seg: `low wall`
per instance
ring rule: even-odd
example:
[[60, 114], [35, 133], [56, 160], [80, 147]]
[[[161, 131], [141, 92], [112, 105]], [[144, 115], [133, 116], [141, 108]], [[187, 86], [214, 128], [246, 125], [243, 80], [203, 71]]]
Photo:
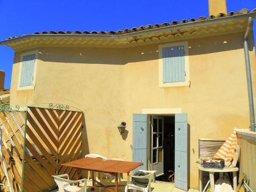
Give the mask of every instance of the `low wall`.
[[249, 187], [256, 191], [256, 132], [236, 130], [238, 143], [241, 146], [240, 175], [244, 172], [249, 178]]

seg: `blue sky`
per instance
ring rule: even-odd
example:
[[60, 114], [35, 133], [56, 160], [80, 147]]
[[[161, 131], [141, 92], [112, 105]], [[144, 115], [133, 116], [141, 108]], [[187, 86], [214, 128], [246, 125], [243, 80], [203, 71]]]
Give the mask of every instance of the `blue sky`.
[[[256, 1], [227, 0], [227, 7], [228, 12], [252, 10]], [[0, 0], [0, 40], [43, 30], [116, 30], [200, 16], [208, 16], [208, 0]], [[13, 51], [0, 46], [5, 88], [13, 60]]]

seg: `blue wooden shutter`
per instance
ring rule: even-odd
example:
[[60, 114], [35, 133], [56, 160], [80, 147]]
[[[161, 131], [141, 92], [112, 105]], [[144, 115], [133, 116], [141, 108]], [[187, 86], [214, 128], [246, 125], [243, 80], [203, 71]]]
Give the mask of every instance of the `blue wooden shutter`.
[[35, 60], [35, 54], [23, 57], [20, 87], [32, 85]]
[[184, 46], [163, 49], [163, 83], [185, 82]]
[[147, 170], [147, 115], [133, 114], [132, 161], [143, 165], [135, 169]]
[[175, 115], [175, 187], [188, 190], [188, 115]]

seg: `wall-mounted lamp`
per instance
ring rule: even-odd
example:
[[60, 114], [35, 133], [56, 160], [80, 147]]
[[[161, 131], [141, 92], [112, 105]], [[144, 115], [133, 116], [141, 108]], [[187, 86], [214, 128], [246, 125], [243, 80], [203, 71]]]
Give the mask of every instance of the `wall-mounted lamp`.
[[124, 130], [126, 129], [126, 123], [123, 121], [121, 123], [121, 124], [118, 127], [120, 134], [122, 134], [123, 132], [124, 132]]

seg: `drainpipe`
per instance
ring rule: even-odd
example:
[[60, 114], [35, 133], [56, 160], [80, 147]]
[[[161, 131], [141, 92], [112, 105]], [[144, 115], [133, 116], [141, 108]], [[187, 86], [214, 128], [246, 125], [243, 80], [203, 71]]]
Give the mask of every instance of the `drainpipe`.
[[254, 18], [248, 18], [248, 24], [244, 37], [244, 59], [246, 67], [247, 86], [248, 88], [249, 107], [250, 110], [250, 127], [251, 131], [255, 131], [254, 96], [252, 92], [252, 74], [251, 73], [250, 58], [249, 57], [248, 37], [254, 25]]

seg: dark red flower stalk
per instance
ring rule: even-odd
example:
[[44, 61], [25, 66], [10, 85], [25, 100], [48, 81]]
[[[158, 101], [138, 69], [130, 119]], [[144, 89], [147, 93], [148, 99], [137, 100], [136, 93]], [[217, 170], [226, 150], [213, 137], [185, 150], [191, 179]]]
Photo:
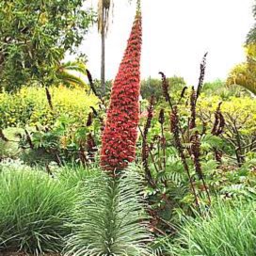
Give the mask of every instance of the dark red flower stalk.
[[192, 158], [194, 161], [196, 173], [198, 174], [199, 178], [202, 181], [203, 188], [207, 194], [209, 204], [211, 204], [210, 193], [206, 185], [206, 183], [204, 181], [201, 165], [200, 165], [200, 134], [198, 131], [196, 131], [195, 135], [192, 136], [191, 137], [191, 152], [193, 156]]
[[208, 55], [208, 53], [204, 54], [204, 56], [202, 57], [202, 61], [200, 63], [200, 75], [199, 85], [198, 85], [198, 89], [197, 89], [197, 100], [200, 97], [200, 90], [201, 90], [201, 88], [202, 88], [202, 85], [203, 85], [203, 80], [204, 80], [204, 76], [205, 76], [207, 55]]
[[88, 113], [88, 121], [87, 121], [87, 126], [90, 126], [92, 124], [93, 121], [93, 113], [90, 112]]
[[152, 96], [150, 105], [148, 107], [147, 121], [145, 123], [144, 131], [143, 131], [142, 153], [141, 153], [142, 154], [142, 163], [143, 163], [143, 167], [144, 167], [145, 173], [146, 173], [146, 178], [152, 186], [154, 186], [155, 184], [152, 180], [151, 169], [149, 167], [148, 160], [149, 160], [151, 149], [149, 148], [149, 145], [147, 143], [147, 137], [148, 137], [149, 130], [152, 126], [152, 116], [153, 116], [153, 103], [154, 103], [154, 98], [153, 98], [153, 96]]
[[189, 123], [189, 129], [194, 129], [196, 127], [196, 117], [197, 117], [197, 92], [192, 87], [191, 96], [190, 96], [190, 111], [191, 111], [191, 119]]
[[0, 138], [3, 139], [4, 141], [8, 142], [8, 139], [6, 137], [6, 136], [3, 133], [3, 130], [0, 129]]
[[50, 106], [51, 110], [53, 110], [54, 106], [53, 106], [53, 102], [52, 102], [52, 96], [51, 96], [51, 93], [50, 93], [50, 90], [48, 88], [45, 88], [45, 92], [46, 92], [46, 97], [47, 97], [47, 102], [49, 104], [49, 106]]
[[87, 148], [88, 148], [88, 154], [90, 160], [94, 160], [94, 154], [97, 152], [97, 145], [96, 142], [91, 135], [91, 133], [89, 133], [88, 135], [88, 141], [87, 141]]
[[141, 13], [138, 9], [111, 91], [101, 152], [101, 165], [105, 170], [123, 169], [136, 157], [139, 121], [141, 28]]
[[222, 103], [218, 104], [216, 111], [215, 113], [215, 123], [212, 130], [212, 135], [214, 136], [220, 136], [223, 133], [225, 127], [225, 119], [221, 113], [220, 107]]
[[189, 183], [190, 183], [190, 185], [191, 185], [191, 191], [195, 197], [195, 201], [196, 201], [196, 204], [197, 206], [199, 206], [199, 200], [198, 200], [198, 197], [197, 197], [197, 193], [196, 193], [196, 189], [195, 189], [195, 186], [194, 186], [194, 184], [193, 184], [193, 180], [192, 180], [192, 177], [190, 175], [190, 171], [189, 171], [189, 167], [188, 167], [188, 164], [186, 162], [186, 158], [185, 158], [185, 155], [184, 155], [184, 148], [183, 148], [183, 145], [182, 145], [182, 142], [181, 142], [181, 136], [180, 136], [180, 128], [179, 128], [179, 115], [178, 115], [178, 108], [176, 105], [173, 106], [173, 109], [171, 111], [171, 114], [170, 114], [170, 131], [171, 133], [173, 134], [173, 138], [174, 138], [174, 145], [179, 152], [179, 155], [181, 157], [181, 160], [183, 162], [183, 166], [184, 166], [184, 168], [187, 174], [187, 177], [189, 179]]

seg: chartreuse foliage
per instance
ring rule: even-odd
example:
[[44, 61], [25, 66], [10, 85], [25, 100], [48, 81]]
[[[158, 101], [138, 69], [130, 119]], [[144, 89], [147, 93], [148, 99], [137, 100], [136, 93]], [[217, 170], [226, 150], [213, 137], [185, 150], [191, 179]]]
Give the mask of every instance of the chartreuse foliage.
[[168, 243], [169, 256], [253, 256], [256, 251], [255, 203], [219, 202], [210, 212], [185, 218], [178, 239]]
[[50, 88], [54, 111], [47, 103], [42, 88], [23, 88], [15, 94], [0, 93], [0, 127], [24, 127], [52, 125], [57, 117], [69, 115], [79, 124], [84, 124], [98, 99], [89, 96], [85, 88], [68, 88], [62, 86]]
[[152, 255], [141, 193], [140, 178], [132, 170], [116, 181], [106, 173], [86, 181], [72, 216], [66, 255]]
[[71, 230], [64, 223], [76, 189], [46, 173], [6, 163], [0, 166], [0, 250], [58, 252]]
[[256, 94], [256, 43], [247, 45], [247, 62], [236, 65], [227, 80], [228, 85], [239, 85]]

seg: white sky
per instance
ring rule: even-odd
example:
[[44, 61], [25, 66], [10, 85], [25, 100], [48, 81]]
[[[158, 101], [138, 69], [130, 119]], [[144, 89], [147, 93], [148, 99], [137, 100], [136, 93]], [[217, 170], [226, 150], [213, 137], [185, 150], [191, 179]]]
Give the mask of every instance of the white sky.
[[[98, 0], [88, 0], [97, 7]], [[114, 79], [136, 13], [135, 2], [114, 0], [114, 18], [106, 38], [107, 79]], [[196, 84], [208, 51], [206, 81], [225, 79], [245, 59], [243, 44], [253, 24], [253, 0], [142, 0], [142, 78], [180, 75]], [[81, 52], [88, 55], [94, 78], [101, 72], [101, 38], [97, 25], [87, 35]]]

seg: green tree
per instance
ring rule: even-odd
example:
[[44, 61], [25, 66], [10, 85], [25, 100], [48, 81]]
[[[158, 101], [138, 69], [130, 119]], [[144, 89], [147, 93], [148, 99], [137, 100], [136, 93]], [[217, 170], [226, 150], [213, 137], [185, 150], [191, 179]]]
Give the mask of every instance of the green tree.
[[49, 86], [93, 22], [85, 0], [0, 0], [0, 87]]

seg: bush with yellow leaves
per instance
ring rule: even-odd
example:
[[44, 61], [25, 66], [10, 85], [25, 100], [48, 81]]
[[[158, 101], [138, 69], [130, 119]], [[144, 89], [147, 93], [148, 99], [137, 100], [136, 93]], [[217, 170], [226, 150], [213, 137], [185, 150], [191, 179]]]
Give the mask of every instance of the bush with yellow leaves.
[[49, 88], [53, 110], [43, 88], [24, 87], [15, 94], [0, 93], [0, 127], [51, 126], [57, 117], [68, 114], [78, 124], [87, 121], [90, 106], [98, 98], [83, 88], [63, 86]]

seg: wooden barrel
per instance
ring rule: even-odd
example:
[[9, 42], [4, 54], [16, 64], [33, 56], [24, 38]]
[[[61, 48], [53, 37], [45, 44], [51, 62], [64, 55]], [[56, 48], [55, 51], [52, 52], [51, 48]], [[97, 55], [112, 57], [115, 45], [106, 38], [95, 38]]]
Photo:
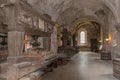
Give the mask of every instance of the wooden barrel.
[[113, 60], [113, 75], [120, 79], [120, 58], [116, 58]]
[[101, 60], [111, 60], [111, 52], [102, 51]]

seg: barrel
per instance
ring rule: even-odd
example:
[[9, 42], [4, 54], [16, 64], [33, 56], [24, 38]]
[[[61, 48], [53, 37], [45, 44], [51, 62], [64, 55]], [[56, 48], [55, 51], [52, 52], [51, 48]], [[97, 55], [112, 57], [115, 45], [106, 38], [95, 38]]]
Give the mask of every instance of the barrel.
[[102, 51], [101, 60], [111, 60], [111, 52]]
[[120, 58], [115, 58], [113, 60], [113, 75], [120, 79]]

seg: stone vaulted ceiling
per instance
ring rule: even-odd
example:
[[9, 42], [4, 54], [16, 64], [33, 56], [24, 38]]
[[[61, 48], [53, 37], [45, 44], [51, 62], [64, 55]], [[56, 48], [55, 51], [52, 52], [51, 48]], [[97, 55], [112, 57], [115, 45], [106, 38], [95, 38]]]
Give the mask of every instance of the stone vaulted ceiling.
[[101, 20], [109, 11], [103, 0], [28, 0], [28, 3], [58, 24], [67, 26], [81, 17]]

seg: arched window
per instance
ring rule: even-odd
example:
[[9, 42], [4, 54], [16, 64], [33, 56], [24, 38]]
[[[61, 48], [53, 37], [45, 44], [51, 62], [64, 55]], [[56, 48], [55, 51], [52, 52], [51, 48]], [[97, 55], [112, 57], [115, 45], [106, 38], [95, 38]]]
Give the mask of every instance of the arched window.
[[80, 44], [84, 45], [86, 43], [86, 33], [85, 31], [80, 32]]

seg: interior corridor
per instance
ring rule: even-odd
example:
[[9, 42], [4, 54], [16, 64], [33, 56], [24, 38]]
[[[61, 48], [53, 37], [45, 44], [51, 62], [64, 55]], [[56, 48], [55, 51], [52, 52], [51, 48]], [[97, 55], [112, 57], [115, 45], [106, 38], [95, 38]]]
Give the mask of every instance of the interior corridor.
[[65, 66], [56, 68], [42, 80], [117, 80], [111, 61], [100, 60], [98, 53], [79, 52]]

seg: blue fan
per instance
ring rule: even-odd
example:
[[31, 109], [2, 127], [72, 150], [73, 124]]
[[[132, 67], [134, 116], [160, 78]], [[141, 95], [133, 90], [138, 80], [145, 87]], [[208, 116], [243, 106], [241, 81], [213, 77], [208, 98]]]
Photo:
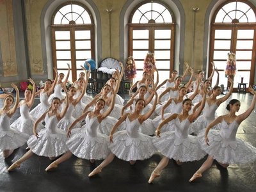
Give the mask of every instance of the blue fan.
[[84, 63], [84, 67], [86, 70], [89, 70], [89, 67], [86, 65], [86, 62], [89, 63], [90, 65], [91, 65], [91, 70], [95, 70], [96, 68], [96, 63], [95, 61], [92, 60], [92, 59], [88, 59], [85, 60], [85, 62]]

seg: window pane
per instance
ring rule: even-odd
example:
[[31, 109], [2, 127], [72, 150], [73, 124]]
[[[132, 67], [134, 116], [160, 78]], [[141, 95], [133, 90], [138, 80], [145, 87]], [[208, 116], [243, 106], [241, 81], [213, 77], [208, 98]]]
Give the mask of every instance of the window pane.
[[133, 30], [132, 31], [133, 39], [136, 38], [148, 38], [148, 30]]
[[90, 59], [92, 58], [90, 51], [76, 51], [76, 57], [77, 60]]
[[256, 16], [252, 9], [250, 9], [246, 13], [246, 16], [248, 18], [249, 22], [255, 22]]
[[252, 60], [252, 51], [237, 51], [236, 58], [237, 60]]
[[[66, 79], [67, 77], [67, 74], [68, 74], [68, 71], [67, 70], [58, 70], [58, 73], [60, 74], [60, 73], [63, 73], [64, 74], [64, 79]], [[70, 82], [72, 82], [72, 74], [71, 74], [71, 72], [69, 73], [69, 76], [68, 76], [68, 81]]]
[[76, 49], [91, 49], [91, 41], [76, 41]]
[[63, 15], [66, 13], [71, 12], [71, 4], [68, 4], [61, 7], [59, 11]]
[[140, 19], [142, 14], [139, 11], [136, 11], [132, 17], [132, 23], [140, 23]]
[[70, 60], [71, 53], [70, 51], [56, 51], [57, 60]]
[[91, 18], [87, 12], [83, 12], [81, 15], [84, 24], [92, 24]]
[[215, 22], [222, 22], [226, 13], [222, 10], [220, 10], [215, 18]]
[[155, 49], [171, 49], [170, 40], [155, 40]]
[[231, 30], [215, 30], [215, 38], [231, 38]]
[[159, 70], [160, 70], [160, 69], [170, 69], [170, 60], [156, 61], [156, 67]]
[[237, 30], [237, 38], [253, 38], [254, 30]]
[[170, 60], [171, 52], [170, 51], [155, 51], [155, 58], [157, 59]]
[[214, 49], [230, 49], [230, 40], [215, 40], [214, 41]]
[[[68, 68], [67, 63], [71, 63], [71, 61], [59, 61], [57, 60], [57, 68]], [[71, 65], [70, 65], [71, 67]]]
[[133, 51], [133, 58], [135, 60], [138, 59], [144, 60], [146, 58], [147, 54], [148, 52], [148, 51]]
[[145, 13], [147, 12], [148, 10], [151, 10], [151, 3], [145, 3], [143, 5], [141, 5], [138, 10], [141, 12], [141, 13]]
[[241, 69], [251, 69], [252, 61], [236, 61], [236, 68], [237, 70]]
[[69, 31], [55, 31], [56, 40], [70, 40], [70, 32]]
[[218, 70], [225, 70], [226, 69], [226, 65], [227, 65], [227, 61], [214, 61], [214, 64], [215, 64], [215, 67], [216, 68], [218, 68]]
[[171, 38], [171, 30], [155, 30], [155, 38]]
[[133, 40], [133, 49], [148, 49], [148, 40]]
[[56, 49], [70, 49], [70, 42], [56, 42]]
[[253, 42], [252, 41], [239, 41], [236, 42], [236, 49], [252, 49]]
[[152, 10], [155, 10], [159, 13], [162, 13], [166, 8], [159, 3], [152, 3]]
[[228, 51], [214, 51], [213, 53], [214, 60], [227, 60], [228, 58]]
[[61, 19], [63, 16], [58, 12], [55, 15], [54, 20], [53, 21], [54, 24], [61, 24]]
[[88, 39], [91, 38], [90, 31], [75, 31], [76, 39]]
[[164, 19], [164, 22], [172, 22], [172, 15], [168, 10], [166, 10], [164, 12], [162, 13], [163, 17]]

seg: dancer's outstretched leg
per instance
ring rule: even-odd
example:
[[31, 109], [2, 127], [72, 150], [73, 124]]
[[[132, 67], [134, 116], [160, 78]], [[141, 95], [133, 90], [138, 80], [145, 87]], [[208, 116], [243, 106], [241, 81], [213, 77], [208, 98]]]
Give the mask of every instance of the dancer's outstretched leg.
[[108, 164], [109, 164], [110, 163], [112, 162], [112, 161], [115, 158], [115, 155], [113, 153], [110, 153], [108, 157], [102, 161], [102, 163], [100, 163], [100, 165], [99, 165], [97, 168], [95, 168], [89, 175], [89, 177], [92, 177], [94, 175], [99, 174], [101, 172], [101, 170], [106, 166]]
[[161, 159], [159, 163], [157, 164], [157, 167], [151, 173], [150, 177], [148, 180], [148, 183], [152, 183], [153, 180], [156, 177], [158, 177], [160, 176], [160, 172], [165, 168], [169, 163], [169, 158], [167, 157], [163, 157], [162, 159]]
[[202, 173], [205, 170], [209, 169], [212, 164], [213, 159], [212, 156], [208, 156], [207, 159], [203, 163], [201, 167], [194, 173], [191, 178], [189, 179], [189, 182], [194, 181], [196, 179], [202, 177]]
[[45, 169], [45, 172], [50, 171], [52, 168], [56, 168], [58, 167], [58, 165], [60, 163], [61, 163], [62, 162], [67, 161], [69, 158], [71, 157], [72, 154], [72, 152], [69, 150], [64, 155], [63, 155], [61, 157], [58, 158], [57, 160], [53, 161], [52, 163], [49, 164]]
[[20, 166], [20, 164], [27, 160], [28, 159], [30, 158], [34, 153], [33, 152], [32, 150], [29, 150], [18, 161], [13, 163], [8, 169], [8, 172], [12, 171], [12, 170], [15, 169], [15, 168], [19, 168]]

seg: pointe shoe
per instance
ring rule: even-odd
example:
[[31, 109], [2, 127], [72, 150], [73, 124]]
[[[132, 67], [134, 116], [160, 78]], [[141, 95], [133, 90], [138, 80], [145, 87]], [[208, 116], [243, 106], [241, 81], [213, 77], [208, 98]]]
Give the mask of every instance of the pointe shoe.
[[101, 173], [101, 170], [102, 168], [98, 166], [97, 168], [95, 168], [89, 175], [88, 177], [91, 177], [95, 175], [99, 174]]
[[58, 167], [58, 164], [54, 163], [52, 163], [50, 164], [49, 166], [48, 166], [46, 169], [45, 169], [45, 172], [49, 172], [49, 171], [51, 171], [52, 169], [54, 168], [56, 168]]
[[154, 170], [153, 172], [151, 173], [150, 177], [148, 179], [148, 183], [152, 183], [153, 180], [160, 176], [160, 173], [158, 171]]
[[202, 177], [202, 174], [201, 173], [195, 173], [194, 175], [193, 175], [192, 177], [190, 178], [189, 182], [193, 182], [196, 179]]
[[19, 168], [20, 166], [20, 163], [17, 161], [15, 163], [13, 163], [8, 169], [8, 172], [12, 171], [12, 170], [16, 168]]

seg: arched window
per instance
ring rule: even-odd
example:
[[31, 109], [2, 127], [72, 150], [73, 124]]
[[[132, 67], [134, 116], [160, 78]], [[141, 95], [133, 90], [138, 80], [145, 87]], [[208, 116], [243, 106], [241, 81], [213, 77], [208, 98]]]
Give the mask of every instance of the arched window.
[[[253, 83], [255, 13], [255, 7], [248, 1], [228, 1], [218, 7], [212, 17], [209, 61], [214, 61], [220, 72], [220, 84], [225, 87], [228, 86], [225, 71], [230, 52], [236, 53], [236, 57], [234, 86], [241, 83], [242, 77], [247, 85]], [[212, 81], [214, 83], [214, 79]]]
[[60, 5], [52, 18], [53, 67], [67, 74], [70, 63], [74, 81], [81, 71], [81, 65], [88, 58], [95, 59], [95, 25], [90, 10], [78, 2]]
[[153, 52], [159, 72], [159, 82], [173, 70], [175, 23], [172, 11], [160, 1], [143, 2], [132, 10], [129, 20], [129, 56], [132, 56], [142, 77], [143, 60]]

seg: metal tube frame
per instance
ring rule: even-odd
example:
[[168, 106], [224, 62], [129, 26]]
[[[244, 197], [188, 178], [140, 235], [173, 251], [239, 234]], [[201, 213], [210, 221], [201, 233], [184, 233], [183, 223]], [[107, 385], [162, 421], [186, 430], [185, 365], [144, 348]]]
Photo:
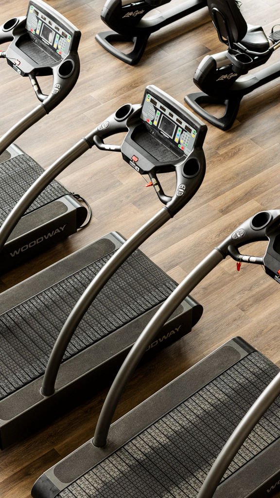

--- --- ---

Yazılı alıştırma —
Yukarıdaki kayıtlarda "seg: barrel" satırından "[[120, 58], [115, 58], [113, 60], [113, 75], [120, 79]]" satırına kadar uzanan satırları, iki uçtaki satır da dahil olmak üzere, hiçbir değişiklik yapmadan yeniden yazın.

Görevin cevabı —
seg: barrel
per instance
ring rule: even-odd
example:
[[9, 42], [4, 54], [16, 64], [33, 56], [24, 38]]
[[[61, 48], [53, 37], [45, 44], [51, 62], [64, 55]], [[56, 48], [55, 51], [52, 52], [51, 48]], [[97, 55], [112, 57], [115, 45], [106, 38], [95, 38]]]
Give the mask of every instance of the barrel.
[[102, 51], [101, 60], [111, 60], [111, 52]]
[[120, 58], [115, 58], [113, 60], [113, 75], [120, 79]]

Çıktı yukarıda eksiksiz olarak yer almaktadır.